## start RECORDS SUPPLIED
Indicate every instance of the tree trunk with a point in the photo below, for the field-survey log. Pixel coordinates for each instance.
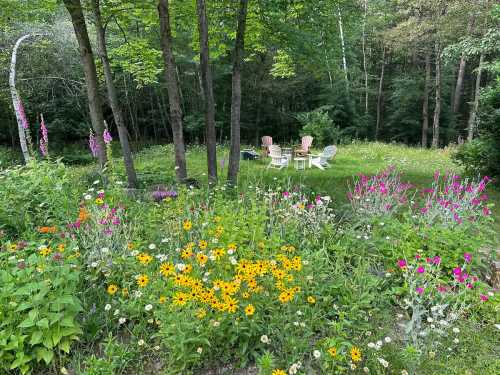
(74, 8)
(208, 94)
(113, 99)
(380, 97)
(364, 56)
(437, 108)
(342, 41)
(425, 107)
(16, 101)
(234, 153)
(173, 91)
(475, 105)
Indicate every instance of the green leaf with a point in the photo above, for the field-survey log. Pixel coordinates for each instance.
(44, 323)
(36, 337)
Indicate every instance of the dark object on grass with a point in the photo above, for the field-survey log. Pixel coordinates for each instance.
(249, 155)
(160, 194)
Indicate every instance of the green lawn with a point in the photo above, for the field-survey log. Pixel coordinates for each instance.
(155, 165)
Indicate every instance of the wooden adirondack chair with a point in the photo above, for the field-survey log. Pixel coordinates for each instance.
(303, 149)
(321, 160)
(278, 160)
(266, 142)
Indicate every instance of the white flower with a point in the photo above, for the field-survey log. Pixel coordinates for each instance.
(383, 362)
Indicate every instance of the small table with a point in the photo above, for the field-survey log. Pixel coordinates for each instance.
(300, 163)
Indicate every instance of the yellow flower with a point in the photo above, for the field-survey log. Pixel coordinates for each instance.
(355, 354)
(144, 258)
(332, 351)
(112, 289)
(187, 225)
(202, 258)
(201, 313)
(180, 299)
(167, 269)
(44, 251)
(142, 280)
(249, 310)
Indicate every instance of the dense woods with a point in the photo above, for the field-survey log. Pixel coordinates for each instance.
(408, 71)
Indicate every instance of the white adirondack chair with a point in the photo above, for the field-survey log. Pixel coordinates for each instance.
(278, 160)
(321, 160)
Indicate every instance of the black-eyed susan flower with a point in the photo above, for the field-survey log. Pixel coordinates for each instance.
(142, 280)
(112, 289)
(332, 351)
(187, 225)
(249, 310)
(355, 354)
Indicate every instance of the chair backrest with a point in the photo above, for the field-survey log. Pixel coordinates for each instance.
(306, 142)
(328, 153)
(267, 141)
(275, 151)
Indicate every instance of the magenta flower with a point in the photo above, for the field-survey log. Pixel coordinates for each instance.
(107, 137)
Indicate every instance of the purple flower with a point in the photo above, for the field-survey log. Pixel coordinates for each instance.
(107, 137)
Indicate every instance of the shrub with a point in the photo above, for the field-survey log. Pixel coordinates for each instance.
(38, 307)
(38, 194)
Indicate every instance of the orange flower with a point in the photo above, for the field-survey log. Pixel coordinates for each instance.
(47, 229)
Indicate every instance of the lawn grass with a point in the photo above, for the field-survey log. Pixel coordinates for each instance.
(155, 166)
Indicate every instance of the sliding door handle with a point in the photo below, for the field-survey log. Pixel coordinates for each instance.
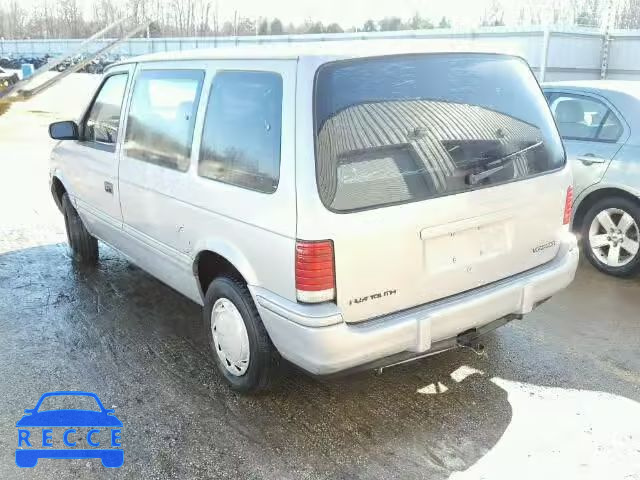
## end RECORDS SUPPLIED
• [TO DO]:
Rewrite all the rows above with "field-survey log" swapped for "garden inventory" and everything else left as it is. Omit the pictures from your version.

• [ANSWER FOR THIS EXERCISE]:
Indicate every instance of the tree trunk with a point in the photo below, for the garden inventory. Pixel coordinates for each instance.
(74, 8)
(208, 94)
(113, 99)
(380, 97)
(364, 56)
(437, 108)
(342, 41)
(425, 107)
(16, 101)
(234, 153)
(173, 91)
(475, 105)
Indicate every instance of the green leaf with a point in the photo above, for the garden inventory. Pixel coordinates for each instance.
(44, 323)
(36, 337)
Indicate every instance of the dark object on grass with a point in the photo above, for the garden inventory. Pixel coordinates for each instance.
(249, 155)
(160, 194)
Indicate every instance of the green lawn with a point in the photo above, for the garden inventory. Pixel coordinates for each instance.
(155, 165)
Indicate every instance of the wooden adirondack chair with a point in the photo above, for the garden inventory. Pixel coordinates for each instance.
(303, 149)
(321, 160)
(278, 160)
(266, 142)
Indicate every instance of the white flower with a point in the photo above, for the garden inventory. Pixel coordinates for each instance.
(383, 362)
Indicate every instance of the small table with a point in the photo above, for the garden inventory. Pixel coordinates for each instance.
(300, 163)
Indicate every instance of the yellow flower with a point in the photo above, for the garden inventory. Pixel coordinates for each instance.
(355, 354)
(144, 258)
(332, 351)
(112, 289)
(187, 225)
(202, 258)
(201, 313)
(180, 299)
(167, 269)
(44, 251)
(142, 280)
(249, 310)
Indicate every instance of the dense woods with a point in the photo above, for the garden inventory. Pixel coordinates for each instance.
(408, 71)
Indicate every instance of the white adirondack chair with a point in the photo above, for the garden inventory. Pixel coordinates for each instance.
(278, 160)
(321, 160)
Indicate every instance of the black-eyed susan flower with a point in the photo above, for the garden inventory. Pixel coordinates for each instance.
(142, 280)
(112, 289)
(332, 351)
(187, 225)
(249, 310)
(355, 354)
Indicate every instance of the chair backrest with a point in the photo above, for the garden inventory. Pixel coordinates for each instance.
(306, 142)
(328, 153)
(267, 141)
(275, 151)
Indicate every instance of the magenta flower with a point in the photo above, for the garden inventory. Pixel coordinates for each instance.
(107, 137)
Indicate every instance of the purple flower with a point in the photo above, for the garden inventory. Pixel coordinates for each instance.
(107, 137)
Indicate every instance of the shrub with a point in the photo above, for the garden inventory. Pixel coordinates for each instance.
(38, 307)
(38, 194)
Indicate every instance of the orange flower with a point in the photo above, for the garden inventory. Pixel coordinates for each instance.
(47, 229)
Indicate every instance of the lawn grass with a point in the photo above, for the garden inventory. Pixel coordinates for each instance.
(155, 166)
Indicate every instance of the sliding door handle with a point in the photo below, for the garden inventory. Pixel coordinates for each instance.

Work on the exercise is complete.